:: 課題一覧 ::
[1] 本文によると、ロフトに専用のはしごをつくらず市販の脚立を利用したことで、どの程度のコストダウンが実現しましたか。
[2] 次の各記述が本文の内容と一致するかどうかを、「はい」または「いいえ」で答えてください。各解答には、判断の根拠となる本文の語句をそのまま引用して添えてください。
(a) ロフトの広さは約3.5畳である。
(b) 出窓はリビングの北東の角に設けられている。
(c) 出窓は、どのようなつくり方であっても延べ床面積に算入される。

:: 本文 ::
------
段差を生かしたダイニングスペースと空間の広がり

段差を生かしたダイニング

DKとリビングの段差にテーブルを置き、段差をベンチがわりにすれば、その分、椅子を置かずにすみ、省スペースです。同時に、床や天井の高さに変化が生まれ、目線ものびるので、床面積以上に空間が広く、豊かに感じられます。段差には空間をゆるやかに仕切る効果もあり、暮らしやすさの点でもプラスに働きます。

ロフトを設けて空間を有効活用

空間を有効活用したロフト

リビングの天井が高くとれる場所に約3.5畳のロフトを設け、オフシーズンの衣類や登山道具などを収納しています。1階、2階の収納スペースを減らすことができ、居室のスペースが広がりました。専用のはしごはつくらず、市販の脚立を利用することで、5万円ほどのコストダウンにも成功しました。

出窓を広くとり、 くつろぎスペースに

出窓があるくつろぎスペース

リビング南西の角に、大人が座れる高さと幅の出窓をつくり、明るい日ざしが降り注ぐ、くつろぎスペースに。来客時には大勢が座れて助かるそう。出窓はつくり方しだいで、延べ床面積には算入されません。出窓分の広さと奥行きがプラスされるうえに視界も開けるので、狭さの克服にも◎。
------
:: 表示データ ::
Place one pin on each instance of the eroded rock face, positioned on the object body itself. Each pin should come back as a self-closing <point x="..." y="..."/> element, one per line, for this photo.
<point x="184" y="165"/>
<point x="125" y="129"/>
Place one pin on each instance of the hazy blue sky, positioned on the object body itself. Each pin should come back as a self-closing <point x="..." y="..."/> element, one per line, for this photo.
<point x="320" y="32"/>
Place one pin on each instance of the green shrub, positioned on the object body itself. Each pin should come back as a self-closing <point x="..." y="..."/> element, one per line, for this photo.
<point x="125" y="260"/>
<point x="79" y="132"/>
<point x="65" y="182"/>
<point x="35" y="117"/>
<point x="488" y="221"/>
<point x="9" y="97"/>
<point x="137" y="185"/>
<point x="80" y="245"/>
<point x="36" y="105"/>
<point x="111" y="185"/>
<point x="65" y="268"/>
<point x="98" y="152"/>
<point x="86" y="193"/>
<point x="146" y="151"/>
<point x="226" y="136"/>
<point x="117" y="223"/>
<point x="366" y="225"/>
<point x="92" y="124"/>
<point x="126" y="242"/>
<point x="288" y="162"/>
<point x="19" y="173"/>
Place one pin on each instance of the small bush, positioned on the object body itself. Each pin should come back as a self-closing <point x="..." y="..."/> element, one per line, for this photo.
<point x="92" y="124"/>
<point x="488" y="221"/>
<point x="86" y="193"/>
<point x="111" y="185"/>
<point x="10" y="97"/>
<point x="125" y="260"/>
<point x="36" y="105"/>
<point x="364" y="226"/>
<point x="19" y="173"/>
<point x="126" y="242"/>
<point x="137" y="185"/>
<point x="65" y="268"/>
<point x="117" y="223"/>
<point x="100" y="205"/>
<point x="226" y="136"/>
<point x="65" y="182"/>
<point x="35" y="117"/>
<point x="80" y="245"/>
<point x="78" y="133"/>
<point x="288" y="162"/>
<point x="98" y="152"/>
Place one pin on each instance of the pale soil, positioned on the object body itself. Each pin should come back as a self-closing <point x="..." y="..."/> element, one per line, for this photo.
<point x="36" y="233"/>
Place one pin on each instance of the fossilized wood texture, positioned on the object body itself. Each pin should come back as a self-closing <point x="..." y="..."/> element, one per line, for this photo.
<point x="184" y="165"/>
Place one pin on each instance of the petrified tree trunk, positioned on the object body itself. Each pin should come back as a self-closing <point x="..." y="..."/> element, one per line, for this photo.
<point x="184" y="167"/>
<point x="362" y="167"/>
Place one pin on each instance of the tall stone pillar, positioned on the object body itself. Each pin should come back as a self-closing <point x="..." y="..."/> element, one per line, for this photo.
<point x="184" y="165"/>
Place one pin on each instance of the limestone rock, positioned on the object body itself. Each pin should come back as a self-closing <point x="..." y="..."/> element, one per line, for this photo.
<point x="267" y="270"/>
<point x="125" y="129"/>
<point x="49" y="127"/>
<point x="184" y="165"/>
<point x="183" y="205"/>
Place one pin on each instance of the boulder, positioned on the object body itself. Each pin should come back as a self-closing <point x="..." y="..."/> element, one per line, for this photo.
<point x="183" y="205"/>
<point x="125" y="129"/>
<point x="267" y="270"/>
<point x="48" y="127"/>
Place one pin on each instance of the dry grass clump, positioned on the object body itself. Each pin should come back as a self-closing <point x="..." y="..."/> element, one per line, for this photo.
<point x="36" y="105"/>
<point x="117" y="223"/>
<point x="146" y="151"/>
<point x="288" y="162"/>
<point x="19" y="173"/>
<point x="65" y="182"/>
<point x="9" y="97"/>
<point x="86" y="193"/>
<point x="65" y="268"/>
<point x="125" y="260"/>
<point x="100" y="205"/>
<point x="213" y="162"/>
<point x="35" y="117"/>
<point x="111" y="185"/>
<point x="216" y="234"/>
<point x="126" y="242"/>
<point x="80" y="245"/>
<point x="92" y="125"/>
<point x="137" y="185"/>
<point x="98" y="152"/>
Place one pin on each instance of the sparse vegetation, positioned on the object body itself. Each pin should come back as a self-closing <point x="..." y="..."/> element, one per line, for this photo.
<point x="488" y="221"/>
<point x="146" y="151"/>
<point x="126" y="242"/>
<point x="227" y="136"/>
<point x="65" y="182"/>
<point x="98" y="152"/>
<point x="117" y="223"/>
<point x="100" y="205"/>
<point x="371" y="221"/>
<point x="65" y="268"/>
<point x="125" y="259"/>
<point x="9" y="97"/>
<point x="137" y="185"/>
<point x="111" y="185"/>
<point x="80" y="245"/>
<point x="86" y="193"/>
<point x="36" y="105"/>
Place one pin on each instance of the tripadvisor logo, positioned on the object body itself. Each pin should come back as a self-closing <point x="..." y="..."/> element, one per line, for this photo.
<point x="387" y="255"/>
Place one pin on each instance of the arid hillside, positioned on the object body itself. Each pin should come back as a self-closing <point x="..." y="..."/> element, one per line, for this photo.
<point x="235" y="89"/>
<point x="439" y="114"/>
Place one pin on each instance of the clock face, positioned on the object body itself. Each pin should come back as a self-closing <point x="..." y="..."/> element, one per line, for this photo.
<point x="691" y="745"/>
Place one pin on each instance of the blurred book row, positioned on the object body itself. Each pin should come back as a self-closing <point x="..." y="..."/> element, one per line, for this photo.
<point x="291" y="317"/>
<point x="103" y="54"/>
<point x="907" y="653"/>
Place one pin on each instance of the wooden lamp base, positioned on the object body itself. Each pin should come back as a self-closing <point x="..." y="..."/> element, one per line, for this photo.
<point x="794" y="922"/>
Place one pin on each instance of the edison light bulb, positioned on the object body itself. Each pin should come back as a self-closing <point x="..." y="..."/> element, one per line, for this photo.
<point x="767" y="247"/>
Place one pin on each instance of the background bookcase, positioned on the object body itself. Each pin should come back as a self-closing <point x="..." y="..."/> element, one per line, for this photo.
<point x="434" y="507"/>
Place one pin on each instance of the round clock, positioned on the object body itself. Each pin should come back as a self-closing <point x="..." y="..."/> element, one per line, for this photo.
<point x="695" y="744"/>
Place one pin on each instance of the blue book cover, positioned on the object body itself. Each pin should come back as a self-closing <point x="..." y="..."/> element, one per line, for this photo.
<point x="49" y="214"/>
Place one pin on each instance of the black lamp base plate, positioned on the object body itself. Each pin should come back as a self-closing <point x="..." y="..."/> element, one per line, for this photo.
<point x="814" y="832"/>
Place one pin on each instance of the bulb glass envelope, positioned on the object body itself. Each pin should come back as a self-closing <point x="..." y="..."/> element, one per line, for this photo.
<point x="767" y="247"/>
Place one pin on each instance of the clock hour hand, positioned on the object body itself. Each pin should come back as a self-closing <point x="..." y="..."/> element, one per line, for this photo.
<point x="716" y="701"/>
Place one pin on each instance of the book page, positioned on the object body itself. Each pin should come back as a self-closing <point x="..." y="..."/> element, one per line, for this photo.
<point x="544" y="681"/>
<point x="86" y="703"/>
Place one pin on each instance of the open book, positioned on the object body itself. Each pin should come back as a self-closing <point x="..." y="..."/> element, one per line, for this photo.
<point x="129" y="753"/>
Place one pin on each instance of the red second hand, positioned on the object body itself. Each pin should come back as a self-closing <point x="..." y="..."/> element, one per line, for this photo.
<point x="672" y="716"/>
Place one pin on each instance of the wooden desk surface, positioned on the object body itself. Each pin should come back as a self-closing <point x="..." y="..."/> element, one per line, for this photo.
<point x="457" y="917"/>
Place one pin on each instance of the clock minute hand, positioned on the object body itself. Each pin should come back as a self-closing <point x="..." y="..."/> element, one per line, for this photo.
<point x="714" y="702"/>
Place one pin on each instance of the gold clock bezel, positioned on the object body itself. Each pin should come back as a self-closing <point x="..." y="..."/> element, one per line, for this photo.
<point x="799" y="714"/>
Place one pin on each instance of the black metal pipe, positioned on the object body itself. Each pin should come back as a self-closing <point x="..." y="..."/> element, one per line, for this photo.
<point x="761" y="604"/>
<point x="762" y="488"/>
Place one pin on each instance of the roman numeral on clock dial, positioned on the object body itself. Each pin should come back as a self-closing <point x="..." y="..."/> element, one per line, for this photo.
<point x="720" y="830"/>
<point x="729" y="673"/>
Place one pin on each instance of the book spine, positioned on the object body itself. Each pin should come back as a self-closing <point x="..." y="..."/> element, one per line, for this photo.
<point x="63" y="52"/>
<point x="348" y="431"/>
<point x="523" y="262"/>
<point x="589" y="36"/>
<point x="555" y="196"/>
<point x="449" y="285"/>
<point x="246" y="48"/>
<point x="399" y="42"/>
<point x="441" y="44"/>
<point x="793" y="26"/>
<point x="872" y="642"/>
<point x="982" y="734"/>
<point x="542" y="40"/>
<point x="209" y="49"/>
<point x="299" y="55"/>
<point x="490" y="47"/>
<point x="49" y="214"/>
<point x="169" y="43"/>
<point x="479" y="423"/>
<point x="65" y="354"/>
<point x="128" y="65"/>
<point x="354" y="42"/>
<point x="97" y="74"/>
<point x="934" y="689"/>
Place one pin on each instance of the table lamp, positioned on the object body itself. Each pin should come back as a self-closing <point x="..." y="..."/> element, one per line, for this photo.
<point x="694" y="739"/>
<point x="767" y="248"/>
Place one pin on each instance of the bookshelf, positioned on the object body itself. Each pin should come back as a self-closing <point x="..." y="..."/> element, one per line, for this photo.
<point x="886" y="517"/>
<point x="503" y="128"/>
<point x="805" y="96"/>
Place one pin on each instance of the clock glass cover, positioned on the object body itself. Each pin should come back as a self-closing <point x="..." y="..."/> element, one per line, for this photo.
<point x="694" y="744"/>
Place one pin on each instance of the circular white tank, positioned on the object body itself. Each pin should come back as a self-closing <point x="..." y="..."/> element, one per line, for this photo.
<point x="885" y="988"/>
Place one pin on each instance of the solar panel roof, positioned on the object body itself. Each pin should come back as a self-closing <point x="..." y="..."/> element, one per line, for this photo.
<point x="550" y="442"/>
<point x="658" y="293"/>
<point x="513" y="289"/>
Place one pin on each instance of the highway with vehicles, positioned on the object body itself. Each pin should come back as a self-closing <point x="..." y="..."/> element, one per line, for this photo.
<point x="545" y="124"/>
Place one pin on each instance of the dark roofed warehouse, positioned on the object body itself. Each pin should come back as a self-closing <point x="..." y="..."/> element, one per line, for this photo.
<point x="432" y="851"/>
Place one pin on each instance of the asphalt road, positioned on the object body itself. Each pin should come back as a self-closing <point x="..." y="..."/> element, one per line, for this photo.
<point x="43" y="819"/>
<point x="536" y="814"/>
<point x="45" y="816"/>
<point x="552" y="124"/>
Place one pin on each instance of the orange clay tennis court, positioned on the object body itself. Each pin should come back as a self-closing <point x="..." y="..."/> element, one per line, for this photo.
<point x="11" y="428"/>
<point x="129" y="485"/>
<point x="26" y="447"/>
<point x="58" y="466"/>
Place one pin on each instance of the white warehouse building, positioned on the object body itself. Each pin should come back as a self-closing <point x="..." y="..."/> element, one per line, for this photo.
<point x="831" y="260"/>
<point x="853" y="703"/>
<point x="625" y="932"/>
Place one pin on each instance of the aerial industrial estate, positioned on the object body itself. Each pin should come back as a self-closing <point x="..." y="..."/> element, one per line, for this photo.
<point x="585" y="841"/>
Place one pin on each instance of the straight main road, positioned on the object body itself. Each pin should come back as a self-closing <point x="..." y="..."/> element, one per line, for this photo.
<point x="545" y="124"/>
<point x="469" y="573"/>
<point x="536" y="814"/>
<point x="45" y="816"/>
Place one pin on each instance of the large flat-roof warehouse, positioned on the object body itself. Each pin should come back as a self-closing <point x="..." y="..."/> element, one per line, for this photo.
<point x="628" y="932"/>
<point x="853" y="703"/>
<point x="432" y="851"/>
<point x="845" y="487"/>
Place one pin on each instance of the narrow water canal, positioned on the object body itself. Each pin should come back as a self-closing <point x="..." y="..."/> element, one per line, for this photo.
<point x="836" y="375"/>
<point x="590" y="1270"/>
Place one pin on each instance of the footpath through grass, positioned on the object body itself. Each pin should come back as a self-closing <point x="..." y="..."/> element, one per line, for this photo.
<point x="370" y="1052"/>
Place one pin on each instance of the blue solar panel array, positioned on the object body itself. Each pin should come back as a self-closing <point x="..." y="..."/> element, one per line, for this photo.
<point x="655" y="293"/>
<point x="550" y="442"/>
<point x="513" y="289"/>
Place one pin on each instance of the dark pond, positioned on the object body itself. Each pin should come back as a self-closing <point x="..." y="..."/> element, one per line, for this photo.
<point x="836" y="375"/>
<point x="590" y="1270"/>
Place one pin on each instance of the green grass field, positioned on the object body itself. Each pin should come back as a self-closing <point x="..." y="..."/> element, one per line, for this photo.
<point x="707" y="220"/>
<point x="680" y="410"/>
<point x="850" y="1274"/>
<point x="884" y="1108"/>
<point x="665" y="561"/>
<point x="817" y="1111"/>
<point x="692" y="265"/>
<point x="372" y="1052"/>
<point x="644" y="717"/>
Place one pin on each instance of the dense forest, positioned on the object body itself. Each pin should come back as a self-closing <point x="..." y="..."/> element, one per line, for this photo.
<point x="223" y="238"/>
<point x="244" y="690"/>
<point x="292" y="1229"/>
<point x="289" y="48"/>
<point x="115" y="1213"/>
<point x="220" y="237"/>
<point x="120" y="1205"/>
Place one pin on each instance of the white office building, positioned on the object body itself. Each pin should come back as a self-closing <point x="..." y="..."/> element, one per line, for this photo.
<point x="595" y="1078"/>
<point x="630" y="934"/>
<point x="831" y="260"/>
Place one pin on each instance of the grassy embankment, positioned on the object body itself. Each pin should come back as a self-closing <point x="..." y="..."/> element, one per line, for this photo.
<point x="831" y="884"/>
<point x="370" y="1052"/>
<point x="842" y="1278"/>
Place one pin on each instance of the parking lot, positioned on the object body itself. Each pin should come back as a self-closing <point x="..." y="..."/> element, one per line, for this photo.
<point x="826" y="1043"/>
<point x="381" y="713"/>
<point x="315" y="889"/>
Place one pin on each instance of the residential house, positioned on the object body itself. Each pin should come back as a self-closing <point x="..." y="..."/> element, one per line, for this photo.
------
:: 各課題の解答 ::
[1] 5万円ほどのコストダウンです。

[2]
(a) はい ―「約3.5畳のロフトを設け」
(b) いいえ ―「リビング南西の角に」
(c) いいえ ―「出窓はつくり方しだいで、延べ床面積には算入されません」